STORED ROWS ::
▶
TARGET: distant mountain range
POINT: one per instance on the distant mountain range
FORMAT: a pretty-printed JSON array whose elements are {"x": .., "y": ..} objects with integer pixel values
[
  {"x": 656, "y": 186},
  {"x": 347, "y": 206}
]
◀
YOUR OBJECTIVE :: Reproduce the listing above line for line, with no changes.

WORKED ANSWER ::
TARGET: distant mountain range
POINT: one per instance on the distant mountain range
FORMAT: a pretty-printed JSON array whose elements are {"x": .., "y": ..} objects with integer pixel values
[
  {"x": 656, "y": 186},
  {"x": 347, "y": 206}
]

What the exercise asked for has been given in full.